Перед тем, когда Жуков встречался с высокими гостями, полным ходом шла подготовка к открытию коммерческой торговли. И с 10 июня приняли покупателей первые магазины. На Берлинер—алле открылся ресторан на 500 мест, и на Самаритер—штрассе на 120 мест. Гуляйте берлинцы! Единственное преимущество победителям – вход в магазины для советских офицеров без очереди. А вот погулять и выпить в ресторане здесь у некоторых победителей, как говорится, «по усам текло, а в рот не попало» – в приказе Жукова был такой пункт:

«Запретить посещение ресторанов и магазинов рядовому, сержантскому составу и старшинам.

Коменданту города Берлина генерал—полковнику тов. Берзарину для охраны товаро—материальных ценностей магазинов и ресторанов установить необходимые круглосуточные посты, а также в районе магазинов и ресторанов во время их работы иметь постоянный офицерский патруль для поддержания надлежащего порядка».

Вот так – победа – славно, радость великая – прекрасно, но «надлежащий порядок» маршал поддерживал твердой рукой!

6 июня, как раз накануне прилета Гопкинса, к которому Сталин просил Жукова проявить особенное внимание, на маршала свалились вот такие заботы. Генерал Чуйков доложил: с уходом управления 1–го Украинского фронта некому будет обеспечивать 364000 репатриированных граждан Советского Союза, ожидающих отправки на родину. Как быть с 500.000 человек (население Дрездена), продовольственным снабжением которых занималось раньше командование 1 Украинского фронта? Ну и еще 25.000 раненых в госпиталях и немецких лазаретах, а количество репатриированных с каждым днем увеличивается. Как быть маршалу? Тут команды или распоряжения недостаточно, необходимы реальные продукты и медикаменты. А где все это взять, кругом развалины и пустые поля, которые только предстоит засеять. И медлить с решением таких проблем нельзя, люди имеют неисправимую привычку есть хотя бы один раз в день. А людей этих, как видим, миллионы. И взять им продукты негде. Думай, товарищ маршал, думай, на то ты и главноначальствующий.

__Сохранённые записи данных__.
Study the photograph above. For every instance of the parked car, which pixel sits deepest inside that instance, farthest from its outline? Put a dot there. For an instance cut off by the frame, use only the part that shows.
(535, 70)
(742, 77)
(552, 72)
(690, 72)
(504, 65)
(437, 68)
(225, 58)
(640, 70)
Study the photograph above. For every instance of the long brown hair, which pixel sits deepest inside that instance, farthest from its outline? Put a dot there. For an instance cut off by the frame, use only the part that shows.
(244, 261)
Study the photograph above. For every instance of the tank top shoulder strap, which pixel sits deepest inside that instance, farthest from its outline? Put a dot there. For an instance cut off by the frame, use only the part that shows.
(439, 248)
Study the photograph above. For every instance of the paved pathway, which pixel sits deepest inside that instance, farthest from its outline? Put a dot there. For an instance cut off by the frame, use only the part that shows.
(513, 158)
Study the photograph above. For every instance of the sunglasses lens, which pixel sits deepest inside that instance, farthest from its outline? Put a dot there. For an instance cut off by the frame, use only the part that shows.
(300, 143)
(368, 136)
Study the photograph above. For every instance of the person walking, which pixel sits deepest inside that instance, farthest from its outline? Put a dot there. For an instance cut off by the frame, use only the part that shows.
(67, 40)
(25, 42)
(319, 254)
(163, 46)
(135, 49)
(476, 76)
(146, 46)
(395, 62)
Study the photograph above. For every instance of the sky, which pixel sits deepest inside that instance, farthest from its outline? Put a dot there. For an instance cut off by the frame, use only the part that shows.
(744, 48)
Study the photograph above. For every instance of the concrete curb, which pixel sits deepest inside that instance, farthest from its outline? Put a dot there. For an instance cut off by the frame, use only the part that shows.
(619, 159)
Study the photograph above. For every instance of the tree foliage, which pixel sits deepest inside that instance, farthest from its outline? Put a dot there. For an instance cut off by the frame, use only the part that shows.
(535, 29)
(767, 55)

__Письменный запрос__. Переведите на английский предложение из извлечённого текста: «И с 10 июня приняли покупателей первые магазины». Записи здесь никак не используются.

__Результат упражнения__. And on June 10, the first stores began serving customers.